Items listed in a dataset
---

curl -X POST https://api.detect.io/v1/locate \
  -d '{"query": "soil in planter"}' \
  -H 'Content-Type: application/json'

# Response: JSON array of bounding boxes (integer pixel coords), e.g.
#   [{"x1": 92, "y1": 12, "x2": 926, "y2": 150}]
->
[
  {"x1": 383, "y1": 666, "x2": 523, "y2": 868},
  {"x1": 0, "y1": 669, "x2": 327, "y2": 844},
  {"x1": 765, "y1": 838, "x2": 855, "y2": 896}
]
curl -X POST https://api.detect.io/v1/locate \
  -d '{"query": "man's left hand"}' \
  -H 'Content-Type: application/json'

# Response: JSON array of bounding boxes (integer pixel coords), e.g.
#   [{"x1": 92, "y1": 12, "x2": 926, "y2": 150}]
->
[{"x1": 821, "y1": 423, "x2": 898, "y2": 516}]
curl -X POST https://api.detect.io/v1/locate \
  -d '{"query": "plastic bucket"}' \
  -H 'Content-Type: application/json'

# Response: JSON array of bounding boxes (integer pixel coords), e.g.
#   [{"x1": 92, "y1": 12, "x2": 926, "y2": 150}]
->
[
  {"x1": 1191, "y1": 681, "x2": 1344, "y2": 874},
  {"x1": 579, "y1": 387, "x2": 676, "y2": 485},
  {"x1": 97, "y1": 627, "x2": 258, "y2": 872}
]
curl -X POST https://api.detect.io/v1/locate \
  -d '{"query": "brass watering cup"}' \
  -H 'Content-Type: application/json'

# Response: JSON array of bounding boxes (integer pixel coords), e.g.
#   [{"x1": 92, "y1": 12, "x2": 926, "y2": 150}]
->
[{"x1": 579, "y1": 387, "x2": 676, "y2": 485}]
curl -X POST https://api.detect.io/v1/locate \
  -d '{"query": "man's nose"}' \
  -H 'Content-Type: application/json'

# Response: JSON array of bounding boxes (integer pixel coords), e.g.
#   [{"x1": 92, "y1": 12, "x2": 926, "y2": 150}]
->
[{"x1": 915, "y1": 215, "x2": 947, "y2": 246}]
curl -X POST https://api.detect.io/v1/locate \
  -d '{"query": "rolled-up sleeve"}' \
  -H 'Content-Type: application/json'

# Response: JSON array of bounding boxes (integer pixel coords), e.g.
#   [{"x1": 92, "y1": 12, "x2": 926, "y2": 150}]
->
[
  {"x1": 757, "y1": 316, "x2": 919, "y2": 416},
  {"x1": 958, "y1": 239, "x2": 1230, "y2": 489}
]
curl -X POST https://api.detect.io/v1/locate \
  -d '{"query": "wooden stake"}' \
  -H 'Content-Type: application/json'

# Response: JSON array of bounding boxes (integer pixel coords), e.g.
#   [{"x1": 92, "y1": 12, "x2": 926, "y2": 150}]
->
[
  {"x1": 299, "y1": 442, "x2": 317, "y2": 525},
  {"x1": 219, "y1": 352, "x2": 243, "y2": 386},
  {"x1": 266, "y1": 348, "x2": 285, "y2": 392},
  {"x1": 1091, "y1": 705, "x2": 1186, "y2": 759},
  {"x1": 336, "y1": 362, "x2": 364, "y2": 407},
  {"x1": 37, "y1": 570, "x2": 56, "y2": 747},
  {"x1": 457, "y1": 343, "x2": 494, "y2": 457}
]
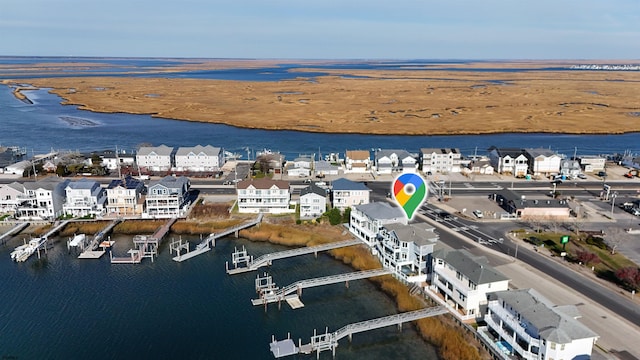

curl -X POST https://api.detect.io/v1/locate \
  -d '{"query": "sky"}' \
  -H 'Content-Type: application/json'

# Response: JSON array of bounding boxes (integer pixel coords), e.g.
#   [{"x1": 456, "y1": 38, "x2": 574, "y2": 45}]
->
[{"x1": 0, "y1": 0, "x2": 640, "y2": 60}]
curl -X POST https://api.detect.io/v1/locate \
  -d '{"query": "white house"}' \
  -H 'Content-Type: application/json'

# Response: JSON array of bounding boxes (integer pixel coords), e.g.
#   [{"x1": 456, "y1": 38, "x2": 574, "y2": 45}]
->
[
  {"x1": 145, "y1": 176, "x2": 191, "y2": 218},
  {"x1": 349, "y1": 202, "x2": 408, "y2": 247},
  {"x1": 420, "y1": 148, "x2": 462, "y2": 174},
  {"x1": 524, "y1": 149, "x2": 562, "y2": 176},
  {"x1": 237, "y1": 178, "x2": 295, "y2": 214},
  {"x1": 15, "y1": 177, "x2": 70, "y2": 220},
  {"x1": 285, "y1": 156, "x2": 313, "y2": 177},
  {"x1": 300, "y1": 184, "x2": 327, "y2": 219},
  {"x1": 428, "y1": 247, "x2": 509, "y2": 320},
  {"x1": 136, "y1": 145, "x2": 173, "y2": 172},
  {"x1": 374, "y1": 149, "x2": 418, "y2": 174},
  {"x1": 478, "y1": 289, "x2": 600, "y2": 360},
  {"x1": 107, "y1": 176, "x2": 146, "y2": 215},
  {"x1": 489, "y1": 146, "x2": 529, "y2": 177},
  {"x1": 344, "y1": 150, "x2": 372, "y2": 173},
  {"x1": 578, "y1": 155, "x2": 607, "y2": 173},
  {"x1": 174, "y1": 145, "x2": 224, "y2": 172},
  {"x1": 375, "y1": 222, "x2": 438, "y2": 284},
  {"x1": 0, "y1": 182, "x2": 29, "y2": 214},
  {"x1": 331, "y1": 178, "x2": 371, "y2": 211},
  {"x1": 62, "y1": 179, "x2": 107, "y2": 216},
  {"x1": 313, "y1": 160, "x2": 340, "y2": 177}
]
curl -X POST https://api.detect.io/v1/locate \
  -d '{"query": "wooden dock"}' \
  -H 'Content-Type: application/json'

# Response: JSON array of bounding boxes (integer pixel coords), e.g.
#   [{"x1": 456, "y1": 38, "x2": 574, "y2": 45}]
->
[{"x1": 170, "y1": 214, "x2": 263, "y2": 262}]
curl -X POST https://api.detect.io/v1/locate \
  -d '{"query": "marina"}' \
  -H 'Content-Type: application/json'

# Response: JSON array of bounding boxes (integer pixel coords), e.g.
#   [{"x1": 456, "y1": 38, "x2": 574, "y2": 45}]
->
[
  {"x1": 251, "y1": 269, "x2": 393, "y2": 309},
  {"x1": 269, "y1": 306, "x2": 448, "y2": 359},
  {"x1": 226, "y1": 239, "x2": 362, "y2": 275}
]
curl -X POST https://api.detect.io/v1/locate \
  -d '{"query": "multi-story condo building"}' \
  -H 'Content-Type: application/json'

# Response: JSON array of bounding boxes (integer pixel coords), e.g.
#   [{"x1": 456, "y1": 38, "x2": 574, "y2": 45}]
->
[
  {"x1": 107, "y1": 176, "x2": 146, "y2": 215},
  {"x1": 375, "y1": 223, "x2": 438, "y2": 286},
  {"x1": 136, "y1": 145, "x2": 173, "y2": 172},
  {"x1": 62, "y1": 179, "x2": 107, "y2": 216},
  {"x1": 428, "y1": 246, "x2": 509, "y2": 320},
  {"x1": 478, "y1": 289, "x2": 598, "y2": 360},
  {"x1": 174, "y1": 145, "x2": 224, "y2": 172},
  {"x1": 331, "y1": 178, "x2": 371, "y2": 211},
  {"x1": 300, "y1": 184, "x2": 327, "y2": 219},
  {"x1": 145, "y1": 176, "x2": 191, "y2": 218},
  {"x1": 15, "y1": 177, "x2": 70, "y2": 220},
  {"x1": 420, "y1": 148, "x2": 462, "y2": 174},
  {"x1": 237, "y1": 178, "x2": 295, "y2": 214},
  {"x1": 349, "y1": 202, "x2": 408, "y2": 247}
]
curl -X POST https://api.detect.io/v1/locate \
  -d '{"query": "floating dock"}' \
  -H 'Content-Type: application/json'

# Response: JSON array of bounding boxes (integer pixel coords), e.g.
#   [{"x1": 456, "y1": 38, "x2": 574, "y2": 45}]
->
[
  {"x1": 170, "y1": 214, "x2": 263, "y2": 262},
  {"x1": 226, "y1": 239, "x2": 363, "y2": 275},
  {"x1": 269, "y1": 306, "x2": 448, "y2": 358},
  {"x1": 251, "y1": 269, "x2": 392, "y2": 308}
]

---

= Problem description =
Report every line of the listing above that contains the string "dock".

= Problem solution =
  -d '{"query": "wooden dock"}' \
  -d '{"query": "floating dock"}' \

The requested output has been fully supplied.